- _SOURCE MATERIAL_
-- Opening Marker --

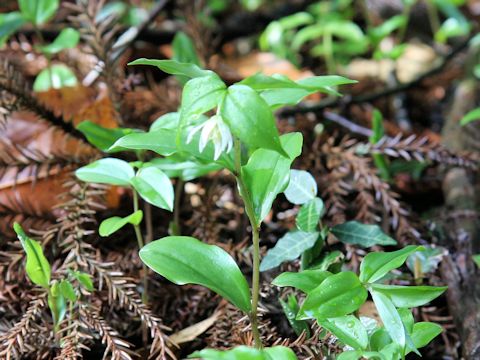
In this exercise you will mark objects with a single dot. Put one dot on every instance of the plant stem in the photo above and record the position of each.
(245, 195)
(138, 234)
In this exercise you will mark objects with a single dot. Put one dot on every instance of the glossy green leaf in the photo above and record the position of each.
(185, 260)
(353, 232)
(376, 265)
(470, 117)
(154, 187)
(250, 119)
(246, 353)
(57, 303)
(305, 280)
(289, 247)
(107, 171)
(174, 67)
(67, 39)
(309, 215)
(38, 12)
(115, 223)
(290, 309)
(409, 296)
(267, 173)
(100, 137)
(424, 332)
(55, 77)
(37, 265)
(390, 317)
(9, 24)
(161, 141)
(348, 329)
(301, 188)
(337, 295)
(67, 290)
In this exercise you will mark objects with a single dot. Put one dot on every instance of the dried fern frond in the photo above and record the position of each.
(16, 341)
(13, 83)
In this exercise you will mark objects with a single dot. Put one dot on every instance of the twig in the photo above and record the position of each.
(334, 102)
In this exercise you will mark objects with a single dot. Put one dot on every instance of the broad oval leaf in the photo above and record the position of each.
(107, 171)
(390, 317)
(250, 119)
(309, 215)
(376, 265)
(267, 173)
(288, 248)
(38, 12)
(409, 296)
(354, 232)
(115, 223)
(246, 353)
(161, 141)
(102, 138)
(186, 260)
(305, 280)
(349, 329)
(37, 265)
(55, 77)
(154, 187)
(174, 67)
(302, 187)
(337, 295)
(67, 39)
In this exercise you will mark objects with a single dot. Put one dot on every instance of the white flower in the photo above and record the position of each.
(215, 130)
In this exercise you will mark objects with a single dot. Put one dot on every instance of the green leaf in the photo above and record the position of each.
(290, 309)
(353, 232)
(305, 280)
(161, 141)
(250, 119)
(9, 24)
(38, 12)
(67, 290)
(67, 39)
(174, 67)
(302, 187)
(185, 260)
(154, 187)
(107, 171)
(288, 248)
(337, 295)
(55, 77)
(267, 174)
(246, 353)
(376, 265)
(424, 332)
(348, 329)
(177, 166)
(100, 137)
(409, 296)
(471, 116)
(309, 215)
(57, 303)
(37, 265)
(113, 224)
(390, 317)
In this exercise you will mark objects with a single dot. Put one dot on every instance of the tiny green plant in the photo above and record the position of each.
(37, 13)
(61, 294)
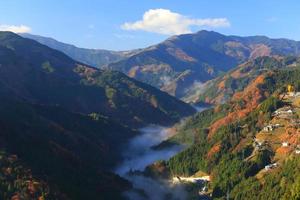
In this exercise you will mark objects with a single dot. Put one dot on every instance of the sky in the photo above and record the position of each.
(131, 24)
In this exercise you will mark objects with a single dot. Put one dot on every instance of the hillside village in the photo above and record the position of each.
(282, 134)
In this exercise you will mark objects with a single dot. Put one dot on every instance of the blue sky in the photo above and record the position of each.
(102, 23)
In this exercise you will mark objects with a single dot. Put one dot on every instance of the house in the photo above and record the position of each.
(285, 144)
(271, 127)
(268, 128)
(271, 166)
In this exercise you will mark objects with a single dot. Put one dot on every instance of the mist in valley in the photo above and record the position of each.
(138, 154)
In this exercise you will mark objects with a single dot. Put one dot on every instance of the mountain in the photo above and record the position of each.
(221, 89)
(64, 155)
(232, 143)
(42, 75)
(93, 57)
(64, 124)
(184, 62)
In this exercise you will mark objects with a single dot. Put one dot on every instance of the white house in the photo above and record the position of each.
(271, 166)
(285, 144)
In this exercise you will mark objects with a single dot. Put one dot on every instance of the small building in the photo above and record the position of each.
(268, 128)
(271, 166)
(285, 144)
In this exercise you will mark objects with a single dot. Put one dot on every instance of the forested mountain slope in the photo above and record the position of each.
(249, 145)
(183, 62)
(42, 75)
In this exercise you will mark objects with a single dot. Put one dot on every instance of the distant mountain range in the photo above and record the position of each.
(66, 122)
(183, 62)
(40, 74)
(94, 57)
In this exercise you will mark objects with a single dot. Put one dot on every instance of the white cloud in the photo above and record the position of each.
(166, 22)
(91, 26)
(15, 29)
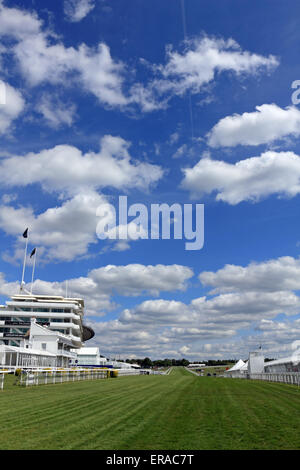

-- Closing Marker --

With the pictures removed, the entries above should be transcribed exactly.

- _YOUR SOLUTION_
In this exercise you will mark objects with a single dot. Put one dot on every instance of the plant stem in the photo above and record the position of each.
(245, 195)
(138, 234)
In this exercise you will mark objects with a single dot. Put one dot on every instance of the glossy green leaf in the photo above and record the position of each.
(185, 260)
(353, 232)
(376, 265)
(470, 117)
(154, 187)
(250, 119)
(246, 353)
(57, 303)
(305, 280)
(289, 247)
(107, 171)
(174, 67)
(67, 39)
(309, 215)
(38, 12)
(115, 223)
(290, 309)
(409, 296)
(267, 173)
(100, 137)
(424, 332)
(55, 77)
(37, 265)
(390, 317)
(9, 24)
(161, 141)
(348, 329)
(301, 188)
(337, 295)
(67, 290)
In this exercise you will mark objects with a single dot. Put one dot on every instance of the dried fern frond in the photo above and record the position of each.
(16, 341)
(13, 83)
In this exercise you will mark objects with a single dot. Put one dot on every instance of the twig in the photo above and record the position of each.
(334, 102)
In this exercise you will mark objects with a single dot. Put one dot on every instance of the broad oval leaf in the photo above and record the position of each.
(107, 171)
(390, 317)
(250, 119)
(309, 215)
(376, 265)
(267, 173)
(288, 248)
(38, 12)
(409, 296)
(354, 232)
(115, 223)
(246, 353)
(161, 141)
(102, 138)
(186, 260)
(305, 280)
(349, 329)
(37, 265)
(55, 77)
(154, 187)
(174, 67)
(302, 187)
(337, 295)
(67, 39)
In this exercise you will mark objects with a single dot. Put one dot on every instance of the white flower in the photo above and record the position of each.
(215, 130)
In this exercise you will mark objects with a single dot. Put one dot on every instance of the green leaf in the photo above and record the position of each.
(290, 309)
(353, 232)
(305, 280)
(161, 141)
(250, 119)
(9, 24)
(38, 12)
(67, 290)
(67, 39)
(174, 67)
(302, 187)
(185, 260)
(154, 187)
(107, 171)
(288, 248)
(337, 295)
(55, 77)
(267, 174)
(246, 353)
(376, 265)
(424, 332)
(348, 329)
(177, 166)
(100, 137)
(409, 296)
(471, 116)
(309, 215)
(57, 303)
(37, 265)
(113, 224)
(390, 317)
In this exercise you will mark objects with a single dot. Put one dot on every instance of the tiny green plant in the photo above and record the position of each.
(37, 13)
(61, 294)
In this exercise you will mark objects with a single dot. Put one dot on every instance of the sky in the photo above and record the position of each.
(131, 24)
In this exercise you will mark objects with a single dot. Put one dot on every instance of the hillside village in the photo above and record the position of each.
(282, 134)
In this exercise you will mark objects with a single dot. Put one dot on every instance of the blue sky in the photo above and record the position of each.
(102, 23)
In this exercise you will mark objects with a single dot. Put one dot on every instance of the house in the photo above and record the position of each.
(285, 144)
(271, 127)
(268, 128)
(271, 166)
In this exercise you will mark objects with a single dot. Put one dot on every instance of the mist in valley in the photo above and record the position of each.
(138, 154)
In this exercise you will mark objects with a single dot. Put one dot on every instance of the mountain in the photo above and record the position of each.
(221, 89)
(64, 155)
(232, 143)
(42, 75)
(93, 57)
(64, 124)
(184, 62)
In this exercise you will mark objects with a single dot. Put one dot on every instance of the white house in the photo above and record the position of each.
(271, 166)
(285, 144)
In this exercise you will mark objects with a single dot. Put one dot on every instance of the small building in the photo above and record the position of each.
(268, 128)
(271, 166)
(285, 144)
In this exercise you will mark objects with a single dot. Put one dot on every instance of the forested mountain slope in the photo above and record the position of each.
(249, 145)
(183, 62)
(42, 75)
In this exercise you will mark objects with a single dot. Put one dot on every instance of the distant mountain range in the photo above and record the position of each.
(66, 122)
(183, 62)
(40, 74)
(94, 57)
In this exercise you will mark objects with a single dot. Put one dot on every instance of the white cloud in the photo above and record the position of each.
(166, 22)
(91, 26)
(15, 29)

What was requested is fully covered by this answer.